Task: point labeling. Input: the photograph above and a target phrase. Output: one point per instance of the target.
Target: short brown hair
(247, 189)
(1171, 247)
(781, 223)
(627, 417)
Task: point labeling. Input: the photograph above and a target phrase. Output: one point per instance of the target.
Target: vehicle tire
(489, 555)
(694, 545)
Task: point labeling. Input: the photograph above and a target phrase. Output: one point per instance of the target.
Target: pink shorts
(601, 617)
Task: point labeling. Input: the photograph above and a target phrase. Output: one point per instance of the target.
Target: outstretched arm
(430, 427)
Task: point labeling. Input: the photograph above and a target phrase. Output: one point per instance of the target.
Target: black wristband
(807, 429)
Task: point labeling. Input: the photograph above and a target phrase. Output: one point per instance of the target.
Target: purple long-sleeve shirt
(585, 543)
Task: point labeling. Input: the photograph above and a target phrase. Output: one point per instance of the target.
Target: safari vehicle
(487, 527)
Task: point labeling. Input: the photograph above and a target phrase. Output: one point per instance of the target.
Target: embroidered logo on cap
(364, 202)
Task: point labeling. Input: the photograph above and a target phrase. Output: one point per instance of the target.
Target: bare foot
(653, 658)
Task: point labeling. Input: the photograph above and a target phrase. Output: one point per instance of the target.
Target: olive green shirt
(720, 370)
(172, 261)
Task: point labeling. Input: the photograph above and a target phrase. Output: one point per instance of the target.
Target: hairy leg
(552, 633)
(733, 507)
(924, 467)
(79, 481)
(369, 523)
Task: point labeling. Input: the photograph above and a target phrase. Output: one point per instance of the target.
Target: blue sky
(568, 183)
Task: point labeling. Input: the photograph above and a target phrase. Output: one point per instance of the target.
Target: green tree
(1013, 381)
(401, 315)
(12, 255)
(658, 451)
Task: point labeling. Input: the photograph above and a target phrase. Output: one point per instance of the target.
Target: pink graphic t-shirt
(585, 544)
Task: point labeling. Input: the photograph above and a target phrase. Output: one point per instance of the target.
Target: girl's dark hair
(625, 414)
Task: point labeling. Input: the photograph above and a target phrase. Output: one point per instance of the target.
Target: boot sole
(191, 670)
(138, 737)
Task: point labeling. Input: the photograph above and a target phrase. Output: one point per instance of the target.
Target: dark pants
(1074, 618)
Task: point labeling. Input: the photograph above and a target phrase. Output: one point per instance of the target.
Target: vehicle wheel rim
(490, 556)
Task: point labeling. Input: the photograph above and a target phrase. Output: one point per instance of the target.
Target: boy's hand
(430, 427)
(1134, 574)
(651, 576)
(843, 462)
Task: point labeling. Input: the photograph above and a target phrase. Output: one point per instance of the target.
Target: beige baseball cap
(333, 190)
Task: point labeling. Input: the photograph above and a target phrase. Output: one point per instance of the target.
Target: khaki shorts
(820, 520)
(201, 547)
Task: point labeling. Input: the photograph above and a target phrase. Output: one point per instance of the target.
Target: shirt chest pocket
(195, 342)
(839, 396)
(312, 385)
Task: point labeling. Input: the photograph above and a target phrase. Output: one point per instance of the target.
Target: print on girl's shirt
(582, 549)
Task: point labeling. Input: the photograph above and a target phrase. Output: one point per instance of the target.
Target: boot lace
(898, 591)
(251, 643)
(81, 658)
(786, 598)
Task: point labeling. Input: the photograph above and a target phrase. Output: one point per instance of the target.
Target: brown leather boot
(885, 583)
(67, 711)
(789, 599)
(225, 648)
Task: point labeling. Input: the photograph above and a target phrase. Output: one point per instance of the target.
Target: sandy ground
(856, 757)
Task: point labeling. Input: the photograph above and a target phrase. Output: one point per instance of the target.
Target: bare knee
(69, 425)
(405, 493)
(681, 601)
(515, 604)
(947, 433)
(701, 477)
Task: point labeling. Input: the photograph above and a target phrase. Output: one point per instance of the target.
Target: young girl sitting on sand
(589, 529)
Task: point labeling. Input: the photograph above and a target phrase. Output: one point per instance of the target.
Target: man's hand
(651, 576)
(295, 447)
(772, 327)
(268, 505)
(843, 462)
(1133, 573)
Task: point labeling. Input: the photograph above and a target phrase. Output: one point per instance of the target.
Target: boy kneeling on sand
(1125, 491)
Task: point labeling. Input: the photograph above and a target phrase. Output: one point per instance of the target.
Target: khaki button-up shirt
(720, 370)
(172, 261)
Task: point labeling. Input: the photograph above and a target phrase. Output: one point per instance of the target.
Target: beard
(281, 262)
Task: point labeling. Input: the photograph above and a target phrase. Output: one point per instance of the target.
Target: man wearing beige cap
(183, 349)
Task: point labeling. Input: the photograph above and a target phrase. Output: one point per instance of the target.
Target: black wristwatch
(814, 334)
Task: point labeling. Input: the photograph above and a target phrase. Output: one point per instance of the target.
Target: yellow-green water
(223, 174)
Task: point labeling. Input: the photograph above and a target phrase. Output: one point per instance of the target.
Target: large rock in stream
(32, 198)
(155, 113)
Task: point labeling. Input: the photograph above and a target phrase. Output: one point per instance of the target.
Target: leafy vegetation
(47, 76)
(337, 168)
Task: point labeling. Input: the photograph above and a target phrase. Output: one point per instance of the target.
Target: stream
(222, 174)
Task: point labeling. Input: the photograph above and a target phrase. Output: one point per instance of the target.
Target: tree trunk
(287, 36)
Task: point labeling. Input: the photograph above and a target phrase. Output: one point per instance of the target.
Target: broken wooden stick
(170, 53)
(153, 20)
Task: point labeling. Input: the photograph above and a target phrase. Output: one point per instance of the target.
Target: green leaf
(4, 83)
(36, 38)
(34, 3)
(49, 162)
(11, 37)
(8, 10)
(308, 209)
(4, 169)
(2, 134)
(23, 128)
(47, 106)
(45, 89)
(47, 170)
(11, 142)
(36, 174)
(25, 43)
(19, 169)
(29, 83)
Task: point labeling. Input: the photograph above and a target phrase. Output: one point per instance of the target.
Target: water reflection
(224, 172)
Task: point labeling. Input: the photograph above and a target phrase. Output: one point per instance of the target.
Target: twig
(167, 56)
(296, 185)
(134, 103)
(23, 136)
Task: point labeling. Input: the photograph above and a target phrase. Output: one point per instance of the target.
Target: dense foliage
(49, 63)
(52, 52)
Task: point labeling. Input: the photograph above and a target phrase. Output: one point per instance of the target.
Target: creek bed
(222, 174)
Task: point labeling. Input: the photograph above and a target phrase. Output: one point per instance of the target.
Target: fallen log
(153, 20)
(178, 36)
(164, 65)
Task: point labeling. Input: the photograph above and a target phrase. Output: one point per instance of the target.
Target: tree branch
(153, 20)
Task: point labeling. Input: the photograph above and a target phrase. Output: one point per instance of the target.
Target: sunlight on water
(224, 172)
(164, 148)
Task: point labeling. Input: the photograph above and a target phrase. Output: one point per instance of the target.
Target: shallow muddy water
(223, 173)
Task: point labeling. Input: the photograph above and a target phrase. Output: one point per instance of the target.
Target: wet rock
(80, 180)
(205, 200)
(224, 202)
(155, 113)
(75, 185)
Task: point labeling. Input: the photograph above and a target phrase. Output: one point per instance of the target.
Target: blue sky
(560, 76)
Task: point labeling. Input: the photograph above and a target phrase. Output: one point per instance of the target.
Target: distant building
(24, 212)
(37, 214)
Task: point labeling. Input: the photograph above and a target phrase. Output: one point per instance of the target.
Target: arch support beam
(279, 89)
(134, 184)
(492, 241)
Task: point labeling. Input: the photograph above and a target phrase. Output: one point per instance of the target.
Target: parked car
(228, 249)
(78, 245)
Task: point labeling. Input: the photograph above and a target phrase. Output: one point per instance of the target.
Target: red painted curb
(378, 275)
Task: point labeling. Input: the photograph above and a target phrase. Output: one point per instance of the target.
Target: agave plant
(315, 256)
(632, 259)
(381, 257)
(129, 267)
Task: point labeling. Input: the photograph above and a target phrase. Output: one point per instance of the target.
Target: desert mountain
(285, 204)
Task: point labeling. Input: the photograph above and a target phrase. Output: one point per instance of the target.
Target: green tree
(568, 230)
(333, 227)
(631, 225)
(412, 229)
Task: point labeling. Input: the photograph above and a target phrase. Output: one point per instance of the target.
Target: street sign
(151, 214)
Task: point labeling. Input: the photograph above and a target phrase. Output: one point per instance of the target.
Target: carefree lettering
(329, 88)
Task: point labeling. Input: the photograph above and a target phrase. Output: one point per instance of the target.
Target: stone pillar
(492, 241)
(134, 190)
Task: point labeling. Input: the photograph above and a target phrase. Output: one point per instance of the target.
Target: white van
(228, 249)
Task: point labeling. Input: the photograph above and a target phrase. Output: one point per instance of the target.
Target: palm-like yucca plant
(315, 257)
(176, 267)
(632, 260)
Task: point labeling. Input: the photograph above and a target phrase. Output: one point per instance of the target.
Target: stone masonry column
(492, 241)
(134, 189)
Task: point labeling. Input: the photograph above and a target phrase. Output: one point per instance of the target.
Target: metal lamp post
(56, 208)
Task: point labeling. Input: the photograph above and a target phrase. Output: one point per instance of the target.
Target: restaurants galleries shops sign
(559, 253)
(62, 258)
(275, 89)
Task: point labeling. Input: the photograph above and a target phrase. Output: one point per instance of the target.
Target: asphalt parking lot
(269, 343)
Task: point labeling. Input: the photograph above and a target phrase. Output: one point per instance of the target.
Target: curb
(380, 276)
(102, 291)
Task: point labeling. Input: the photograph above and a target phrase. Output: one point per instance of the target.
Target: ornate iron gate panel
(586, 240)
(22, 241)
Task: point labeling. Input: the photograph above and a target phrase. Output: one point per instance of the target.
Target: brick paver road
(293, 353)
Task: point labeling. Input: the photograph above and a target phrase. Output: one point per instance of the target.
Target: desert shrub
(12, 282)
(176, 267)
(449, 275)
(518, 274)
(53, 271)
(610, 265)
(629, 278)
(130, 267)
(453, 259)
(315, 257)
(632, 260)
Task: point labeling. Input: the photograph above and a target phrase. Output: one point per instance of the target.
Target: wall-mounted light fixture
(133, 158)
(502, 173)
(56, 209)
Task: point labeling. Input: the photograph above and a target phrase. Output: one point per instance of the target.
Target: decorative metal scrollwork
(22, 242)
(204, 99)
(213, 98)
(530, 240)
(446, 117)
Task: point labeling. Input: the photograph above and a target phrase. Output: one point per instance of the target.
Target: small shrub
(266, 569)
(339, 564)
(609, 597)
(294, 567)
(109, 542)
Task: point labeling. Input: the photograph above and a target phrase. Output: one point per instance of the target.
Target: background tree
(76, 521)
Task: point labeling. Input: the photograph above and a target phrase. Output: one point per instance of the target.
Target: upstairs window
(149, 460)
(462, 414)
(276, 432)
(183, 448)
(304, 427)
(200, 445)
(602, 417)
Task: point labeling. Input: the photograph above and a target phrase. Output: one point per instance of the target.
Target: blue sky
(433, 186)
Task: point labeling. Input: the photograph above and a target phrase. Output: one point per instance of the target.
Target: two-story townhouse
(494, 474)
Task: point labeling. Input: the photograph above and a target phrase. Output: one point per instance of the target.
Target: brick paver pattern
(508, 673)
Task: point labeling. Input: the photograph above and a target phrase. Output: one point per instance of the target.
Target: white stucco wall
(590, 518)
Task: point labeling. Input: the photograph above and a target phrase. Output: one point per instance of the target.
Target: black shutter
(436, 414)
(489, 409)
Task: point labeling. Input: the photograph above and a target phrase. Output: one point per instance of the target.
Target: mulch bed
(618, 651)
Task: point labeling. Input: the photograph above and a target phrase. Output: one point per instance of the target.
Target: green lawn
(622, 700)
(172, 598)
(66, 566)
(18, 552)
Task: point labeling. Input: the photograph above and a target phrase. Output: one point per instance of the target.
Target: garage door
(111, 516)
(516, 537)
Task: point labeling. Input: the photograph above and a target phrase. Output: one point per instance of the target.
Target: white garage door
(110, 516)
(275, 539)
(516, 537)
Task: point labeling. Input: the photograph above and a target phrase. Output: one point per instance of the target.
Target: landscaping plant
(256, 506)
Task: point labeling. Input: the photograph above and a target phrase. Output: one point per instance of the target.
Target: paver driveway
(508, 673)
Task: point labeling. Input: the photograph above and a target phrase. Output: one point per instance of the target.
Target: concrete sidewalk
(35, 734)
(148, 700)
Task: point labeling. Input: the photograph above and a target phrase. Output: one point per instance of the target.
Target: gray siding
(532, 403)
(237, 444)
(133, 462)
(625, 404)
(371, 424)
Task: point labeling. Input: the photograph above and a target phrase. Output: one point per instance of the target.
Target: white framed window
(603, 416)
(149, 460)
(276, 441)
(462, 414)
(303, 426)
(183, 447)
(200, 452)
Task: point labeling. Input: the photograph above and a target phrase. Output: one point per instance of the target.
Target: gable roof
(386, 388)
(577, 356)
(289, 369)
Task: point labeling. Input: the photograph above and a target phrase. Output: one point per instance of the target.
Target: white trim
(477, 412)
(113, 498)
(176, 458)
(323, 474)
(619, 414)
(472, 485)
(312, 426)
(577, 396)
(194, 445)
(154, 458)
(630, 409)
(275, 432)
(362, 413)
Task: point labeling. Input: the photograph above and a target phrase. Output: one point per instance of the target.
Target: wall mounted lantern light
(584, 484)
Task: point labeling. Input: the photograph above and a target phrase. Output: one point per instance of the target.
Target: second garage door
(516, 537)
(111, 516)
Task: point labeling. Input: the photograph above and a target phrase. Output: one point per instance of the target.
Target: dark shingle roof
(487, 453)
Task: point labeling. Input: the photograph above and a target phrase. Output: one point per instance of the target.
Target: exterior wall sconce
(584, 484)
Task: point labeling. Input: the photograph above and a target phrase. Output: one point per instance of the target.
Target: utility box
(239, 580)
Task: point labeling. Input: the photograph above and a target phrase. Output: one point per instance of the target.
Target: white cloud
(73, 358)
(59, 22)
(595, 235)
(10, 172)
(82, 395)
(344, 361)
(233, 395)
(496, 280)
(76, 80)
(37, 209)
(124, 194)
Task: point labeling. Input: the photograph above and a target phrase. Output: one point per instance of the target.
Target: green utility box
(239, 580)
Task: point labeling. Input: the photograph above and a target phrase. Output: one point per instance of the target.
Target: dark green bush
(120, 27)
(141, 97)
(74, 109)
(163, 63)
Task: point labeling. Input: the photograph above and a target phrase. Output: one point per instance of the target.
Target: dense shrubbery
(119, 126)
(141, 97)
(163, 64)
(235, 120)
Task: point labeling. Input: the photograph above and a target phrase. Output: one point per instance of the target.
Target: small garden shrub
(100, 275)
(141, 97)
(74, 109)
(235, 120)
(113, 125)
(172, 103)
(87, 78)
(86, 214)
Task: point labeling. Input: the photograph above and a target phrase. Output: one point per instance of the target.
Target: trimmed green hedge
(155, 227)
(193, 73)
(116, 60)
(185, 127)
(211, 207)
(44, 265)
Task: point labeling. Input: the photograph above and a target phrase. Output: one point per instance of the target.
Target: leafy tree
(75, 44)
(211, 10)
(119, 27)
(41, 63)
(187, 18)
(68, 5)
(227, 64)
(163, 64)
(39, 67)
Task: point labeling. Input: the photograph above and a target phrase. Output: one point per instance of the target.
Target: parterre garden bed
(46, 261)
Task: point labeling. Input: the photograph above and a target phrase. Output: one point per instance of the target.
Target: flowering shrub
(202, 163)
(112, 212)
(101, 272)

#####

▶ Required task: Report every line of the records above that contains the word "beige", copying each such line in full. Case counts.

▶ Answer to this exercise:
Target: beige baseball cap
Target: man wearing beige cap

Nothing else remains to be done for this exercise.